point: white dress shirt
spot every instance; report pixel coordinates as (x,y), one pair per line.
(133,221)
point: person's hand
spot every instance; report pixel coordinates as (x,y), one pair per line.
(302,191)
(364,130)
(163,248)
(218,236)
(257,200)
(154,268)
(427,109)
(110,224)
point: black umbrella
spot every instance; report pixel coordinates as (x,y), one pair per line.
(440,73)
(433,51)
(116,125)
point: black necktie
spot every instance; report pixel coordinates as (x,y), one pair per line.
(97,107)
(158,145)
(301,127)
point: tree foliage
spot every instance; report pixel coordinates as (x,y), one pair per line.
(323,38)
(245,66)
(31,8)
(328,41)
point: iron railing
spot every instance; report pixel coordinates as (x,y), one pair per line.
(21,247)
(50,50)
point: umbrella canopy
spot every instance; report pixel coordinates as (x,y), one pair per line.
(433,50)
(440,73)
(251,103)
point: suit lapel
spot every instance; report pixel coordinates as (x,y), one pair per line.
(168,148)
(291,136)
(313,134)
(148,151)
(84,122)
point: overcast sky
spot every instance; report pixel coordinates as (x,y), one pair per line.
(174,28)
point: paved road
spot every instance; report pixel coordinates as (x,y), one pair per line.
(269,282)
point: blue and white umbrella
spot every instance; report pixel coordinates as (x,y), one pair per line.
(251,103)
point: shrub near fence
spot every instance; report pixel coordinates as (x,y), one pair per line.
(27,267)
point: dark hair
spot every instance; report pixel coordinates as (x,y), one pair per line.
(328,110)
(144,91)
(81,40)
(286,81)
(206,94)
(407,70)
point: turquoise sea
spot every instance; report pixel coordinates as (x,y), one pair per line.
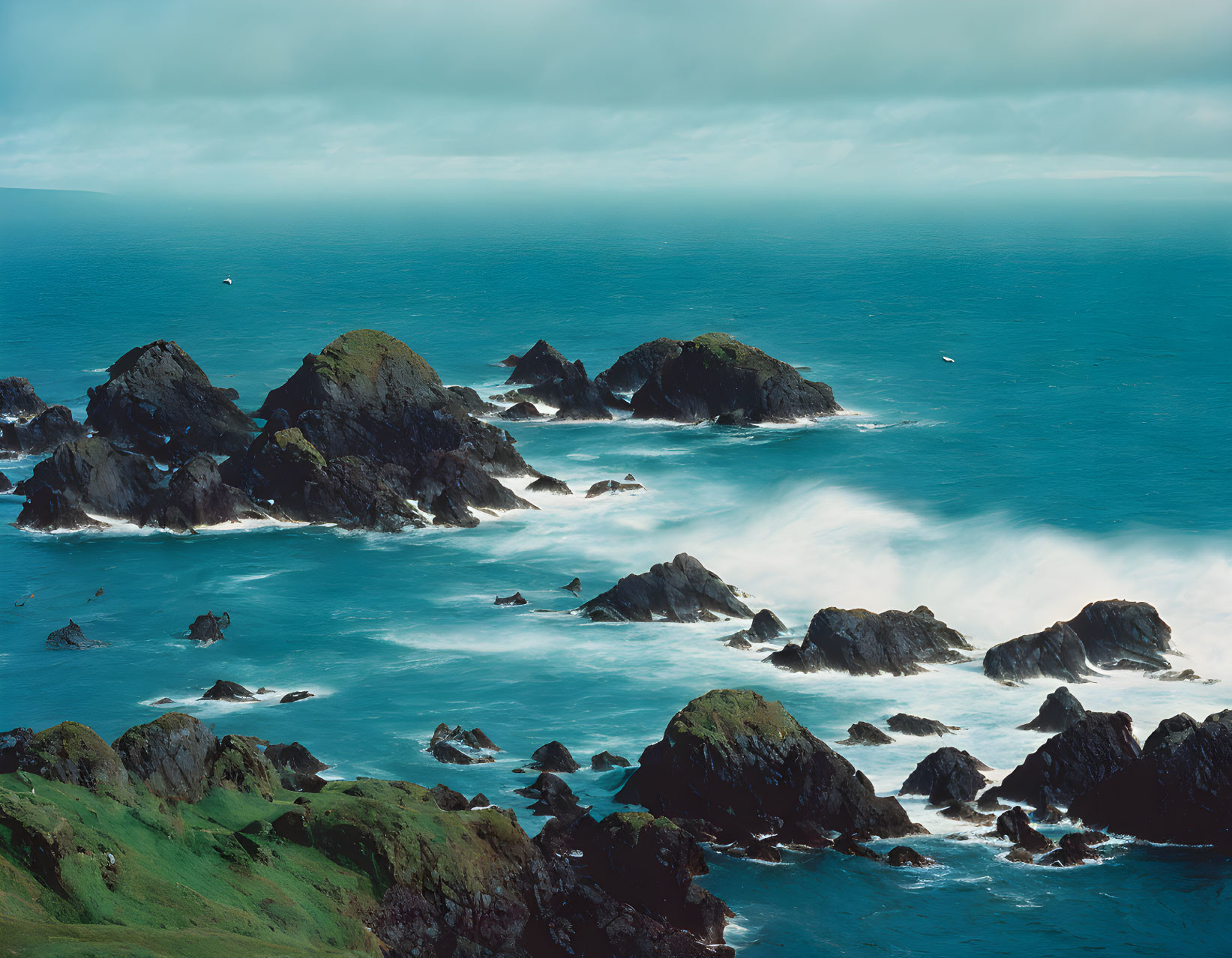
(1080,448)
==*==
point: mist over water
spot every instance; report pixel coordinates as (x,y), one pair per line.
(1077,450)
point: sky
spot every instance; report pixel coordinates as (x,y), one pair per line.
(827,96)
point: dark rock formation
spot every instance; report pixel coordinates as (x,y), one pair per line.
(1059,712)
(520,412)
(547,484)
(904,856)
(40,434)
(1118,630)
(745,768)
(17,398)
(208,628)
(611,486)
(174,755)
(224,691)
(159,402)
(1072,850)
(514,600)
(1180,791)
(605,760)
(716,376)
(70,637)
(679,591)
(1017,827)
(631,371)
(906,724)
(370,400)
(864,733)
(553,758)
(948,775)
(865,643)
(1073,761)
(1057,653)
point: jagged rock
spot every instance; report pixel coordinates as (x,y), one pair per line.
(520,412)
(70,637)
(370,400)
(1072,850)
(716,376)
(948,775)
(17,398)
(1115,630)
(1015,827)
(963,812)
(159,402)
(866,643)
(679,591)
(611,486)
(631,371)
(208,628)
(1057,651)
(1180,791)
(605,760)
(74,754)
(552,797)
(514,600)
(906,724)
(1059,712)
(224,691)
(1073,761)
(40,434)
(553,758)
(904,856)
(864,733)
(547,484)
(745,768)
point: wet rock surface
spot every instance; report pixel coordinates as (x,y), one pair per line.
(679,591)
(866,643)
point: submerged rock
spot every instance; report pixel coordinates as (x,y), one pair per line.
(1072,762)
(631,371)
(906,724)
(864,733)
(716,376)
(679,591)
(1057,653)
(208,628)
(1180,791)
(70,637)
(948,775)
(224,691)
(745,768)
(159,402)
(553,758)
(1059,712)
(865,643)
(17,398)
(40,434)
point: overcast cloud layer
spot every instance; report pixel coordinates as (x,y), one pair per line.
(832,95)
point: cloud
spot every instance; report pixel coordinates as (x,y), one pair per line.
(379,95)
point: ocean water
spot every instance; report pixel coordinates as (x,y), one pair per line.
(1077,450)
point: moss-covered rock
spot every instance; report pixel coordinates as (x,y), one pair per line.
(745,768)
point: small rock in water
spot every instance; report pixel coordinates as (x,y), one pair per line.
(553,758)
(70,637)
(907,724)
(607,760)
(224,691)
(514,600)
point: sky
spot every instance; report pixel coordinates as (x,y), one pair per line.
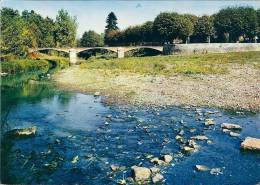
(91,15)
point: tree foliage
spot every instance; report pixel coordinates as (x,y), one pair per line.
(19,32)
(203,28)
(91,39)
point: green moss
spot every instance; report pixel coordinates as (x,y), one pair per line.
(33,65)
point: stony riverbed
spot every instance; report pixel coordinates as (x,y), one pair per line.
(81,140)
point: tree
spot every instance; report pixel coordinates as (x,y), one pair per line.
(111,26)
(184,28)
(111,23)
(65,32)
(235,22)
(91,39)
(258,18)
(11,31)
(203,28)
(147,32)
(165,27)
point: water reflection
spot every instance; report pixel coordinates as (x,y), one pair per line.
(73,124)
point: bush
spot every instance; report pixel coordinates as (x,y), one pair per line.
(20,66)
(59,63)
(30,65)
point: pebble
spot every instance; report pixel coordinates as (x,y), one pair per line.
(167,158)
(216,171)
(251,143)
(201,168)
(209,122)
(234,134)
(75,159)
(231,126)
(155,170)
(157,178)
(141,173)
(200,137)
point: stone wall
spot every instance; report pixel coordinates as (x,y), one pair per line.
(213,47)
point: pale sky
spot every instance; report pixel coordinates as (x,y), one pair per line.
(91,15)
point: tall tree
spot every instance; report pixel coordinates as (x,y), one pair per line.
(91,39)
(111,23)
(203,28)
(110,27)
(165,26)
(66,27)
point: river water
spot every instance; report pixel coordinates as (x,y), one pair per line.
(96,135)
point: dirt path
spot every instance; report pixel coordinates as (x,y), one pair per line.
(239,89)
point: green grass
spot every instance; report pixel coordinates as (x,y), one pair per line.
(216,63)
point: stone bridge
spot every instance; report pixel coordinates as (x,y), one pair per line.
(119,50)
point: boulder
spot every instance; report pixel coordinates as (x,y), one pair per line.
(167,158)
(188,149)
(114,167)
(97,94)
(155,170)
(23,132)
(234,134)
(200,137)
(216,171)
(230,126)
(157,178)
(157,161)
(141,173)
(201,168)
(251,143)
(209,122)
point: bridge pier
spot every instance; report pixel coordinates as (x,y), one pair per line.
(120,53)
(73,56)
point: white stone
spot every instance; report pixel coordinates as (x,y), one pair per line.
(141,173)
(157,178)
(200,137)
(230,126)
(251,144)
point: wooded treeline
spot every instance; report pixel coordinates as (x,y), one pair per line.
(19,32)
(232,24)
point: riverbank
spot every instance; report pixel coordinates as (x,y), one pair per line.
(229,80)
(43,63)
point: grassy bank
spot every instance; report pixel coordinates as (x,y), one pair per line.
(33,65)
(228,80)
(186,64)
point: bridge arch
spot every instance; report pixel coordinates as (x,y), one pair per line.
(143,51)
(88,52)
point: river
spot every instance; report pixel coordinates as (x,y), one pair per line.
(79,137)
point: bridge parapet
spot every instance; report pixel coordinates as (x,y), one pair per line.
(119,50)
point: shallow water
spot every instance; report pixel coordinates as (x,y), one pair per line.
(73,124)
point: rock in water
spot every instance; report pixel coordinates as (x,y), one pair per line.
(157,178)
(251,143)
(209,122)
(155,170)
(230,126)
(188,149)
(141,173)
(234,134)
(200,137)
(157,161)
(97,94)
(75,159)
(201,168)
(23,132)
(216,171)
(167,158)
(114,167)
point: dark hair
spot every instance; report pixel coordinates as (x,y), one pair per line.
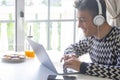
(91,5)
==*==
> [Exercise goal]
Find every line in the material above that contains the string "rock", and copy each one.

> [Exercise output]
point: dark rock formation
point: jagged rock
point: wet rock surface
point: submerged rock
point: moss-covered rock
point: small rock in water
point: rock in water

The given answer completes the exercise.